- **Text provided**:
[Start of Attachment]
# OHSS and pregnant does anyone know how long it will last?



## nshek

Hi everyone!

I am recovering from OHSS after being admitted for 4 days.  5 days after my embryo transfer I developed OHSS (e.g. bloated, nausea, vomiting, faint, couldn't breathe, my stomach was like 4 months pregnant!,  etc...).  It was really horrible.  After being discharged, with blood clot injections, pain killers and anti-sickness tablets.  Its almost 2 weeks ago I feel alot better, but my stomach is still slightly swollen, but at least I had a positive pregnancy test which we are sooo happy about.

Even though my blood test results are back to normal, I have been told to keep on the high protein and 3litre of fluids daily regime.  But I am worried if I keep eating too many eggs I'll get constipation.....anyone else in a similar situation about how long OHSS will last when your early stage of pregnancy?

Thanks

Nat


----------



## staceyemma

hi there I was in hospital for 2 weeks with ohss I was really ill too I know how horrible it is.
the worst of the ohss started to ease at about 7 weeks.

I still have big cysts on my ovaries now and I am 12 weeks. My ovaties are still tender.
I'm not sure when these cysts will go? Theres not much info about it is there?

xxxx


----------



## nshek

In hospital for 2 weeks that must have been awful! Thats a long time ...7 weeks it eased? I'm still off work this week and its been 4 weeks now. (took 7 days during egg retrieval and ET). I'm thinking eating x2 eggs a day and drinking lots is helping and its weird but I'm not sick of eating them?! I have been looking on lots of posts and they say drinking gatorade helps: http://www.ocado.com/webshop/getSearchProducts.do?entry=Gatorade&dnr=y

Yeah I not sure why there are not many posts on OHSS on here, thought there would be or maybe I'm not looking in the right place. Do you still get pains form these cysts?

Wow so you're 12 weeks pregnant, thats amazing. I'm only 5 weeks and got a massive craving for pickles lol.

Are you still getting the other symptoms of OHSS?

Nx

/links


----------



## staceyemma

Yes it was awful they drained 13 litres of fluid from my tummy over about 5 days  

No all my fluid from my abdomen has gone now  

Just the tender ovaries now and one cyst is 6cm on my left ovary!

So glad to be at 12 weeks you'll be there soon.

Pickles hey?

I'm craving everything! I need to slow down eating! xxx


----------
[End of Attachment]
- **What the task requires**: Copy everything in the OHSS forum thread from "I am recovering" down to "stage of pregnancy?", replacing "eggs" with "beans". The listing after this point is not needed.

- **Input data**:
[Start of Attachment]
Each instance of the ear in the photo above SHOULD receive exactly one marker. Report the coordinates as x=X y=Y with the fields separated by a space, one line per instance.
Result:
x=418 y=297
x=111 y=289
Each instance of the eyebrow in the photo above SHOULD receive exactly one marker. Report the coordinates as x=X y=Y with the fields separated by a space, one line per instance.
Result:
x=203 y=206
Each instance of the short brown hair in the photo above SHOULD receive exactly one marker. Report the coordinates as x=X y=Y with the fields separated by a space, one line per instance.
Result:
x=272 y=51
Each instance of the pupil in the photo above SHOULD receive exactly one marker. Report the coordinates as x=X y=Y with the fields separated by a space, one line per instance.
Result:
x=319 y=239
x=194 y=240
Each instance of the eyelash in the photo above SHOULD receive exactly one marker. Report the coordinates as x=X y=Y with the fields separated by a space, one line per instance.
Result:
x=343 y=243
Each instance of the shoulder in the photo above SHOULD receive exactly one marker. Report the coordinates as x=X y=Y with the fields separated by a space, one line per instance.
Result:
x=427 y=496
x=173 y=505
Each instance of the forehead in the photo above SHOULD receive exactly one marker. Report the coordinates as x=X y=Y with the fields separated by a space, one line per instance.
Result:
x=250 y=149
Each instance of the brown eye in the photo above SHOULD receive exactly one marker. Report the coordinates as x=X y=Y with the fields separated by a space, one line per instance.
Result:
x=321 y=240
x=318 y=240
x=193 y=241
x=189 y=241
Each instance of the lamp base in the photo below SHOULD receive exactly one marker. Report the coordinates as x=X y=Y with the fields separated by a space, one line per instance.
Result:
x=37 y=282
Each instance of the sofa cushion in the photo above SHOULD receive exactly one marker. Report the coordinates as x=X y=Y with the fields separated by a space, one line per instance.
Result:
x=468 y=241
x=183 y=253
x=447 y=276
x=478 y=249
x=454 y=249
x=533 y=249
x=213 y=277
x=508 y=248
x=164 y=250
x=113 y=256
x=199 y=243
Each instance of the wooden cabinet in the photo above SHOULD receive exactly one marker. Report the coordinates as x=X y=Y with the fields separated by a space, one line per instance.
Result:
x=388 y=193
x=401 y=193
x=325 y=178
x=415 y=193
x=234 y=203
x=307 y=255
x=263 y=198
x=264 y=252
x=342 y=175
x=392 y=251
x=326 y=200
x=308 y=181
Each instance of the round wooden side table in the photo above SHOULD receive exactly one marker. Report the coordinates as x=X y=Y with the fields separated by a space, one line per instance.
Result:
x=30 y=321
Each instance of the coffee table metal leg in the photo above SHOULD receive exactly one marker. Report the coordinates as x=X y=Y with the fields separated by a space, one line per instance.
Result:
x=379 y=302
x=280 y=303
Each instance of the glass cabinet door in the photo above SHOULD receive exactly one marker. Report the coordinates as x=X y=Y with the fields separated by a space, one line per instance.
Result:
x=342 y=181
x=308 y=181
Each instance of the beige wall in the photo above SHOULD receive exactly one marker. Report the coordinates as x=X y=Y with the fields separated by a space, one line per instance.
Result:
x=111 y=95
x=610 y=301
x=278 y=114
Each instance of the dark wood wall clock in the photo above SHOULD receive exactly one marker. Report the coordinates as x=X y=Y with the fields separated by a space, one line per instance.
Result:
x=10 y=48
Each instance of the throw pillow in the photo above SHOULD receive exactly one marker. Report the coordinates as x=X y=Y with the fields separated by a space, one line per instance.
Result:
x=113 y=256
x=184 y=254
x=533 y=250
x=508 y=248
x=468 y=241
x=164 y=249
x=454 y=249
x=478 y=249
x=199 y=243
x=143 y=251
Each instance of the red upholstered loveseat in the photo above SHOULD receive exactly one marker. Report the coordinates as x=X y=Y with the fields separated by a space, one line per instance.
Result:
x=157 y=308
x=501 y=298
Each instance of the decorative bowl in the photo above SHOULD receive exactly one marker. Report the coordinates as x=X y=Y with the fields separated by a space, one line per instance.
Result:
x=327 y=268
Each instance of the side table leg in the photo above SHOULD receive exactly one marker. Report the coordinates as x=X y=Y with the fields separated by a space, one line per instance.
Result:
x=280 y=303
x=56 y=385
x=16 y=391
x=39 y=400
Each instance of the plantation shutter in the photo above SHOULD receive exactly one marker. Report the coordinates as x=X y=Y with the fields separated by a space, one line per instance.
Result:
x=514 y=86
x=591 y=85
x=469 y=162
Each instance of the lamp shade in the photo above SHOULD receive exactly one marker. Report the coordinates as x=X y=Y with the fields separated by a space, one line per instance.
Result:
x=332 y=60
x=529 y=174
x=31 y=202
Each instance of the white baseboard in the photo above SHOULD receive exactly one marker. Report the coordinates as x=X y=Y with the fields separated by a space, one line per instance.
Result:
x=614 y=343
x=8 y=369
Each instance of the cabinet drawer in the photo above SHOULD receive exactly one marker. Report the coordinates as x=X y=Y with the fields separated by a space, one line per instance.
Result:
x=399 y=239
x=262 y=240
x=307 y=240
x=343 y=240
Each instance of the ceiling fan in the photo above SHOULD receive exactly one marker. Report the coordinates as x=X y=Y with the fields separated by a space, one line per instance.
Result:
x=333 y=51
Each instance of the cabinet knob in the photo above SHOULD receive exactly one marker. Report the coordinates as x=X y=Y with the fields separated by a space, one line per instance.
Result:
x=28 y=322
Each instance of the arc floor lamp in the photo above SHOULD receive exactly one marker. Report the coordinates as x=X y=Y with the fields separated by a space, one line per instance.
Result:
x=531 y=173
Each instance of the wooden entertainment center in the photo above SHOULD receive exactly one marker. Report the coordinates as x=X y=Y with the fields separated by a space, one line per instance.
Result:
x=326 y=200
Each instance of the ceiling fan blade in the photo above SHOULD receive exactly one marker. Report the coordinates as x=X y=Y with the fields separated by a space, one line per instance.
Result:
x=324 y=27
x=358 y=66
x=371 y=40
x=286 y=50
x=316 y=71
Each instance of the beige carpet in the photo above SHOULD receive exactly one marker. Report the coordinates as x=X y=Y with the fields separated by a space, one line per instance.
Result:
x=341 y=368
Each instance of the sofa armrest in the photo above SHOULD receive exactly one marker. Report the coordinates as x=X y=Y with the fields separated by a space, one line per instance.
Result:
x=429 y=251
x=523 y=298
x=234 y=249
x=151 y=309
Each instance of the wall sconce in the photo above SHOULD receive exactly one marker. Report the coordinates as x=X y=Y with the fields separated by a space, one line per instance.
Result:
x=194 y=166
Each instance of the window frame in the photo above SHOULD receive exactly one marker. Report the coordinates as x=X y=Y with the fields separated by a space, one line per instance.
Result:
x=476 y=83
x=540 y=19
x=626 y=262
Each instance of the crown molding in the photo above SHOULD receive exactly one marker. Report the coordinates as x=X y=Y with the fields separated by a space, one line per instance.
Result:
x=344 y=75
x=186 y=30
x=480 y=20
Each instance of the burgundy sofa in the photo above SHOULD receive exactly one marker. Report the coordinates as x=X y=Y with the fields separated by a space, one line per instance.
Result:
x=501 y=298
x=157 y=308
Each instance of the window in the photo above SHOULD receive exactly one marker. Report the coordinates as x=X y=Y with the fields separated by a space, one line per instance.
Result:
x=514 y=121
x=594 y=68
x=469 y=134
[End of Attachment]
- **Result of this exercise**:
I am recovering from OHSS after being admitted for 4 days.  5 days after my embryo transfer I developed OHSS (e.g. bloated, nausea, vomiting, faint, couldn't breathe, my stomach was like 4 months pregnant!,  etc...).  It was really horrible.  After being discharged, with blood clot injections, pain killers and anti-sickness tablets.  Its almost 2 weeks ago I feel alot better, but my stomach is still slightly swollen, but at least I had a positive pregnancy test which we are sooo happy about.

Even though my blood test results are back to normal, I have been told to keep on the high protein and 3litre of fluids daily regime.  But I am worried if I keep eating too many beans I'll get constipation.....anyone else in a similar situation about how long OHSS will last when your early stage of pregnancy?